• _AIM_
Return each line of the items below that contains the word "instance".

(Contour labeling entries)

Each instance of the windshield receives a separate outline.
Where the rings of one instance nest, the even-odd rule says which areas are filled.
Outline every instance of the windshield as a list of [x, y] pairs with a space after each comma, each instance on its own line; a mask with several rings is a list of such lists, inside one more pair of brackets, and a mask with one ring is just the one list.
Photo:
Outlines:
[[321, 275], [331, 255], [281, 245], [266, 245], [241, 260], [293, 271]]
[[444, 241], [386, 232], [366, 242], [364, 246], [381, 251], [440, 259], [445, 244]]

• _CORRECT RESULT_
Each instance of the windshield receives a separate outline.
Where the rings of one instance nest, the even-odd rule says which areas are filled.
Outline every instance of the windshield as a list of [x, y] pairs with a space after each comma, each instance on its own line; a mask with several rings is a list of such lists, inside one more pair of brackets, and a mask with one ring is just the one list.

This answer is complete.